Digital identity verification tools must respond quickly and accurately, even as fraudsters change their methods. Sumsub is one company meeting the challenge.
It offers an all-in-one verification platform that secures every step of the user’s life cycle with customizable KYC, KYB, AML, and transaction monitoring solutions.
Sumsub’s 1Click Verification uses government databases to accelerate onboarding from an average of 50 seconds to 4.5, which improves pass rates by 35%.
Chief legal officer Tony Petrov said Sumsub was founded in the mid-2010s to detect anti-fraud measures such as image tampering. It was a different world back then, as face-to-face digital identifications weren’t a trend.
Emerging markets often drive new verification technologies
Petrov said emerging markets are often the pioneers of new fraud detection technologies out of necessity.
India led the way in biometrics with its Aadhaar system. As the country sought to register citizens in its national identity strategy, it needed a way to include people with low literacy skills. Facial recognition was the way; 95% of the country is registered.
Indonesia’s KTP cards utilize fingerprints, irises, and facial recognition. More than 95% of Indonesians have e-KTP cards linked to the government.
That should help its digital economy reach $130 billion by 2025. The country is negotiating $250 million in funds from the World Bank Group’s International Bank for Reconstruction and Development to increase access to biometric digital identification before citizens can access many government and private services.
According to its 2022 Identity Fraud Study, Sumsub found that Nigeria’s fraud rate is among the world’s highest. It accounts for 5.4% of all cases worldwide.
The Nigerian government combats this by encouraging folks to register for its National Identity Number. It helps verify people without resorting to potentially forged documents.
How verification laggards can catch up
Other countries need to catch up on their journeys. Low-quality cameras and photos hamper Argentina’s KYC systems. This leads to higher verification failure rates. More than half of Brazil’s documents do not include machine-readable zones. This makes them easier to fabricate.

-- Directions --
1. Translate this sentence from the identity verification article into Spanish: "Indonesia’s KTP cards utilize fingerprints, irises, and facial recognition."
2. Carry on the identity verification article, starting right after its last sentence.
The items after this article are separate material and are not part of it.

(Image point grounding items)
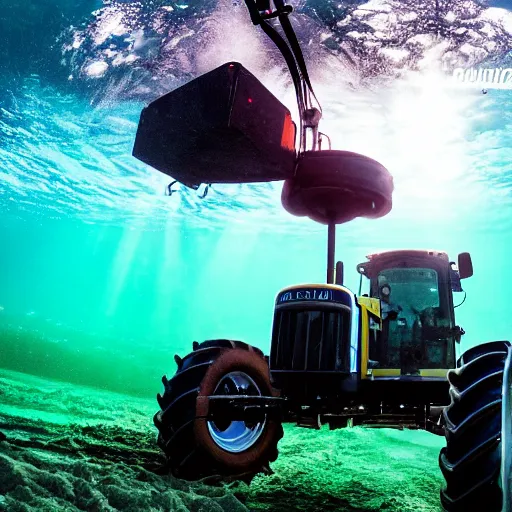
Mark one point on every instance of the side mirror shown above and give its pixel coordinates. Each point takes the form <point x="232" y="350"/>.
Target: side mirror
<point x="339" y="273"/>
<point x="465" y="265"/>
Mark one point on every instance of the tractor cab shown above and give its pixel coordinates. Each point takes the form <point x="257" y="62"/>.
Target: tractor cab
<point x="417" y="333"/>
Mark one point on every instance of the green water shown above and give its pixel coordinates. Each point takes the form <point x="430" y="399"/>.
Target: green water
<point x="103" y="278"/>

-- Results of the exercise --
1. Las tarjetas KTP de Indonesia utilizan huellas dactilares, iris y reconocimiento facial.

2.
How will the laggards catch up as technological growth moves faster than governments’ ability to react?
Petrov said COVID-19 brought a boost. It forced many, for example, Greece, to quickly deploy non-face-to-face technologies and consider digital currencies.
Petrov said others stubbornly stick to the old ways. Germany still conducts video interviews for some processes. It’s slow and expensive.
“You can consider that Germany is one of the most developed countries, but it is some of their approaches,” Petrov said. “They are quite outdated.”
Government database sharing is driving gains
Petrov noted many countries have become more willing to use their databases for verifications. Input, say, name, surname, date of birth, and perhaps a document number, and the system confirms this person exists. It’s combined with liveness detection as an additional safeguard.
Why are governments more willing to share? Petrov said there are several factors. Government databases are becoming increasingly digitized. They can be easily integrated with commercial entities.
The pandemic saw more state services migrate online. Fintechs forced incumbent hands. Finance is increasingly international, with more linkages to social networks.
“They have to have some kind of way to onboard clients remotely, and they didn’t have the office as the main way to attract clients,” Petrov said.
“So it’s all becoming digital. You see states becoming digital and financial organizations becoming digital. The only way to serve their clients is through digital means.”
Challenges to improved verification techniques
Petrov admitted society’s growing awareness of how their data is being generated and used, along with privacy desires, made verification more challenging. GDPR brought confusion when it was first introduced. Participants have adjusted and know they need legal grounds to collect data.
Petrov said the main issue is organizing the process in a compliant way. Countries like the United States still require consent even when the information is gathered legally. It is easier in the European Union.
Petrov said the paramount issue today is where the data is stored. Some countries require it to be held locally. Large data generators like Amazon don’t have bases in every country.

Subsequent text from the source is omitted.